● **TEXTO MOSTRADO**
A pesar de toda la explicación, unos cuantos insistían en que su familia sí correspondía a la imagen. Entonces venían las preguntas directas:
“¿Cuántos hermanos tienes?”
“Tres, profe”.
“Entonces no corresponde”.
Al final sólo uno o dos, de entre treinta y tantos estudiantes, tenía una “familia normal” según el DIF.
Lo anterior sirve para mostrar dos asuntos. Por un lado, la idea de lo “normal” parte de la estadística y, sin entrar en tecnicismos, se entiende como una distribución donde la mayoría de casos de una muestra “caen” dentro de un rango acotado. Dicho de otra forma, la mayoría serán similares; y es por eso que muchas veces, sobre todo cuando se estudia algo cualitativo y no un continuo numérico, lo “normal” se identifica con la “moda”: el caso que más se repite. Así, según el DIF, la familia más común era precisamente la menos común.

● **OBJETIVO DE LA TAREA**
Escribe la continuación del texto sobre la familia “normal” según el DIF a partir de su última oración.

● **DATOS PROPORCIONADOS**
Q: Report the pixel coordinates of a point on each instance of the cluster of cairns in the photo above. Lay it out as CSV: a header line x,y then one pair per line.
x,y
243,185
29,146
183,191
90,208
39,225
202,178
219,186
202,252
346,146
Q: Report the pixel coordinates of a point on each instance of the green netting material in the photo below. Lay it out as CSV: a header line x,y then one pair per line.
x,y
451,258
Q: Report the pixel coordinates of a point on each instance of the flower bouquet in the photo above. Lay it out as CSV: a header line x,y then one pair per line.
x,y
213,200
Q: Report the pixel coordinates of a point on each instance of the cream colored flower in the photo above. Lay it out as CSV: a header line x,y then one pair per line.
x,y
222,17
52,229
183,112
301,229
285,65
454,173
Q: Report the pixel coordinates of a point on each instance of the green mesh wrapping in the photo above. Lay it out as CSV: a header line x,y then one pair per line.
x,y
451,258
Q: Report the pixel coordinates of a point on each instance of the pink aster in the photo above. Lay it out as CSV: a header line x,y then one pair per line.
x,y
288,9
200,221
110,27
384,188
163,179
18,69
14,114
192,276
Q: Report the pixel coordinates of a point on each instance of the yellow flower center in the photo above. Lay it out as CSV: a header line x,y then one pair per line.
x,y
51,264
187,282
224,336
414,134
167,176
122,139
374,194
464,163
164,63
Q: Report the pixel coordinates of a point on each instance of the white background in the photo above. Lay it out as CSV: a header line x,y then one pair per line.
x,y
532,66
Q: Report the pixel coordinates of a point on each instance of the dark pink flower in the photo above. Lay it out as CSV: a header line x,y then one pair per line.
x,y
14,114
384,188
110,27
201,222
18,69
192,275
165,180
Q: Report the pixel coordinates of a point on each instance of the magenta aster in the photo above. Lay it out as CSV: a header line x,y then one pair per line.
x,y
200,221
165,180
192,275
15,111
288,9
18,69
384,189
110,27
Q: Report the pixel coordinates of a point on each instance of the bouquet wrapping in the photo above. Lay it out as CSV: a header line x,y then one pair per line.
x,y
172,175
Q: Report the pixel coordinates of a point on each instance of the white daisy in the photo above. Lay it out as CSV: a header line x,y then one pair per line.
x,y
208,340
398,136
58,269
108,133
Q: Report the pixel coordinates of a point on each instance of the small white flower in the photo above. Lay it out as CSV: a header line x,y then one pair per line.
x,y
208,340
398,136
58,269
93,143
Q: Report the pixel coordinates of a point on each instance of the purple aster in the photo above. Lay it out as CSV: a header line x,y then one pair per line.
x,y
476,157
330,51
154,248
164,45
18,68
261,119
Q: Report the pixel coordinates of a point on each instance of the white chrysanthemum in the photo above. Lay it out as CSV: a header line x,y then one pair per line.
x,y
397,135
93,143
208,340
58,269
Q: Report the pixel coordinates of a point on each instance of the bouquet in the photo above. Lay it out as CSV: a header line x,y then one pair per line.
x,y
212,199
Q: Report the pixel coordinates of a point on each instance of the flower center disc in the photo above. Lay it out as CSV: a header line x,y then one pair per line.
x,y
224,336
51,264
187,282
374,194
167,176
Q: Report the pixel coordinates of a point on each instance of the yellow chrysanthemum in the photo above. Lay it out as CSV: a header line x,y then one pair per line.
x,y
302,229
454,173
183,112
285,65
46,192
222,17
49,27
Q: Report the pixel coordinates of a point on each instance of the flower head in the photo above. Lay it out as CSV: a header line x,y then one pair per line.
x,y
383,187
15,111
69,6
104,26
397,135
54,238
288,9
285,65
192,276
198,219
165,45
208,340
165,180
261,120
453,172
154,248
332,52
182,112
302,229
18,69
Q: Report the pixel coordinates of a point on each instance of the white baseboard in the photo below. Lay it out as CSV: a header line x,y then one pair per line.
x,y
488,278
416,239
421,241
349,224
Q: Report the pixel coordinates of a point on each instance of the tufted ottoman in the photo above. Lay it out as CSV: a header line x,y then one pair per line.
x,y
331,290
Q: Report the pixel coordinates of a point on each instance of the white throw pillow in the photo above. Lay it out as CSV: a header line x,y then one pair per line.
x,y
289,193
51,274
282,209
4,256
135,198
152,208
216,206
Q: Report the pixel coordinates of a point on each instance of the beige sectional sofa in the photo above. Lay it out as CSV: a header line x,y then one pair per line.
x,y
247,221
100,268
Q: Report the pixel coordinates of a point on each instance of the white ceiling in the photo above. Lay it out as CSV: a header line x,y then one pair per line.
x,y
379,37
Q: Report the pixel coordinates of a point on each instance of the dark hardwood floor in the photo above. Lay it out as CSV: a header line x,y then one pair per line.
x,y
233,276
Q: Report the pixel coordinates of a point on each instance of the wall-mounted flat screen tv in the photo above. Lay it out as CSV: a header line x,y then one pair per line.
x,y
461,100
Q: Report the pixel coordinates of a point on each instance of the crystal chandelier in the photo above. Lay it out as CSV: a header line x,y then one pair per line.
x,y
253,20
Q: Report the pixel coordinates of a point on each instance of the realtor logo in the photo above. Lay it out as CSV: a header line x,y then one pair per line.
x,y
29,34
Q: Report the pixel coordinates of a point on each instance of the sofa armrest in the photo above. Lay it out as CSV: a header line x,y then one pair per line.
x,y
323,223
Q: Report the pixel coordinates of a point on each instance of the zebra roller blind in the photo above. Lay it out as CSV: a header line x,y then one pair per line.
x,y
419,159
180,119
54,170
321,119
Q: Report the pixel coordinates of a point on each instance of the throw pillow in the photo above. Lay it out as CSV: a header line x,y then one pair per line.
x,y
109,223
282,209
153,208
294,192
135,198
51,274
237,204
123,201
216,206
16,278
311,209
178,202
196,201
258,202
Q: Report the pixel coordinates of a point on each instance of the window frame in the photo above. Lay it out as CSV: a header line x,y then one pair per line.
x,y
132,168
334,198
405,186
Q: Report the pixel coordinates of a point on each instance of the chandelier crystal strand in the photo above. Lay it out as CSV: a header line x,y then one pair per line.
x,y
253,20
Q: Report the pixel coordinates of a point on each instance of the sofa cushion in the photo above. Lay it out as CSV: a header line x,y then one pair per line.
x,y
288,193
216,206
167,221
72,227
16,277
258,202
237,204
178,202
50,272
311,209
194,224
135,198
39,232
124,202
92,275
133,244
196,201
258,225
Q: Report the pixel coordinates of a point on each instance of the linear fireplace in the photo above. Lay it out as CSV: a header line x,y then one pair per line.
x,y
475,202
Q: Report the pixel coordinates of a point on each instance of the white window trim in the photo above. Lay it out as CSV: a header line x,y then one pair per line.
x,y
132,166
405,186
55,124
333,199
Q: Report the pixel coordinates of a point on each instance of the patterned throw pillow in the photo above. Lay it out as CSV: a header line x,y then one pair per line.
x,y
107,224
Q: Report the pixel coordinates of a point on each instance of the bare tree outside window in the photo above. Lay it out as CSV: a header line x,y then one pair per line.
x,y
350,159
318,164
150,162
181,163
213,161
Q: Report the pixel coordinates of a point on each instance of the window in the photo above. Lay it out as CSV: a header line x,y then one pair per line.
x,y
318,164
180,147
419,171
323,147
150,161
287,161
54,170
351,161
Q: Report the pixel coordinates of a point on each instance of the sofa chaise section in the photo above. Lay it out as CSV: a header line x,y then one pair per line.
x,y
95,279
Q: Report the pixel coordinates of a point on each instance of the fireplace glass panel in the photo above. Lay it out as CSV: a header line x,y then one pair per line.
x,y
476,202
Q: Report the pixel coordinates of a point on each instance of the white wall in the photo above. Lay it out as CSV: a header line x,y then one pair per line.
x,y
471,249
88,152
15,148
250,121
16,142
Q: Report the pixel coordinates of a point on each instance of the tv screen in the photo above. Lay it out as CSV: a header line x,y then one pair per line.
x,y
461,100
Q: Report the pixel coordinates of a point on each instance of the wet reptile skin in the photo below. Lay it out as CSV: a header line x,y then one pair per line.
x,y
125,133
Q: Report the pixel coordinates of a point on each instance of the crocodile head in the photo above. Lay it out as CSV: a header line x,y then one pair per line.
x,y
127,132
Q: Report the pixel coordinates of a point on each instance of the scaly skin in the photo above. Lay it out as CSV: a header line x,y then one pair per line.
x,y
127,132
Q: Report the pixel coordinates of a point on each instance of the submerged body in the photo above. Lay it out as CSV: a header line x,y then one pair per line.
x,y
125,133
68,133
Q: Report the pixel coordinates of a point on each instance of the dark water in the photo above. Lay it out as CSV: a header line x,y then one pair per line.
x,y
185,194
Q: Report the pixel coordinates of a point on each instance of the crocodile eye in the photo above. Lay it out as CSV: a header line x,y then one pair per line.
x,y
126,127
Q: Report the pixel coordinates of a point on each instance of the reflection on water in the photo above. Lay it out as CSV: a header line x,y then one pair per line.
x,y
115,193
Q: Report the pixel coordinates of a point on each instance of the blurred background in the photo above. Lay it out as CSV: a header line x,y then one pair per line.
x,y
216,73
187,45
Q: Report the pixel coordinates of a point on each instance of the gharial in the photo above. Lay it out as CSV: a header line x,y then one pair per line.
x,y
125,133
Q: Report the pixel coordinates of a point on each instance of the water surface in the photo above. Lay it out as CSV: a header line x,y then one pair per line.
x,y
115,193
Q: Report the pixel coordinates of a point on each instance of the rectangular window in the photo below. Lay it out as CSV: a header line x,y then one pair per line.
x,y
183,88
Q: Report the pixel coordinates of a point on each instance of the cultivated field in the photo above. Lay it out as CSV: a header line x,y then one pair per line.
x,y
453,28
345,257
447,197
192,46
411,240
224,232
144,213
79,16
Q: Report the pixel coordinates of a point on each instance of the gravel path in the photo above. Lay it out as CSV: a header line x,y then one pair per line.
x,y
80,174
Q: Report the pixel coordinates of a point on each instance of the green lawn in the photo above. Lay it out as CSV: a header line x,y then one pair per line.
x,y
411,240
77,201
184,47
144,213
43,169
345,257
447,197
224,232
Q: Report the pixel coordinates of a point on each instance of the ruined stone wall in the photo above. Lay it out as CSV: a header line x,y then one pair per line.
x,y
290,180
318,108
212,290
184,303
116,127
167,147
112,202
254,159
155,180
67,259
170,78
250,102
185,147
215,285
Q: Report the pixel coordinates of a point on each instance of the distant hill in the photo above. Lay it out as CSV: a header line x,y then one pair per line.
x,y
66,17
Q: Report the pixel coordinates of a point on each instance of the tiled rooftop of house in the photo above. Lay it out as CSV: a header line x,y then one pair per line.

● **RESPUESTA ESPERADA**
Por otro lado, y más importante, la idea de lo “normal” pronto sale del ámbito estadístico (ya sea que atine o no a lo más común) y se inserta en el ámbito social desde una valoración moral: lo normal está bien, lo anormal está mal; lo normal es natural, lo anormal es contra natura. De ahí la reticencia de mis estudiantes, o de cualquier persona, para afirmar públicamente que su familia no es una familia normal. De hecho, lo que seguía de la clase tenía que pasar justo por este punto: “¡Oiga, profe, pero mi familia no está mal!” Y entonces hablar de cómo eran en realidad nuestras familias, con tías, tíos, primos hermanos, primos segundos, abuelos, tíos abuelos, madres solteras, dos o tres matrimonios bajo el mismo techo, etcétera. Preguntarnos las posibles razones que han llevado a nuestros burócratas y científicos sociales para enarbolar una idea de familia que prácticamente no existe y, por supuesto, para analizar las consecuencias prácticas de esto: el diseño de las casas (en los 80s, la mayoría de tres habitaciones y, ahora que muchas de las imágenes del DIF muestran sólo a un hijo y no a dos, de dos recámaras), el diseño de los automóviles y el transporte colectivo, las políticas de educación y becas, los sistemas de salud, las legislaciones penales, la consecuencia machista de vender una imagen donde el hombre siempre es más grande que la mujer (¿los chaparros estamos impedidos de tener una familia?, ¿no somos hombres?, ¿tenemos que casarnos por fuerza con alguien de menor estatura?), la idea de la progenitura masculina, etcétera.
Por supuesto, a lo anterior se pueden añadir otras formas de organización familiar, tanto desde una perspectiva histórica y cultural como atendiendo a lo que cualquier ciudadano puede ver en su entorno social presente. En cualquier caso queda claro que dicha idea de familia (o la que ahora muestra el Frente Nacional por la Familia: con tres hijos en lugar de dos) es sólo eso: una idea, un constructo social que sólo rara vez tiene correlación con la realidad.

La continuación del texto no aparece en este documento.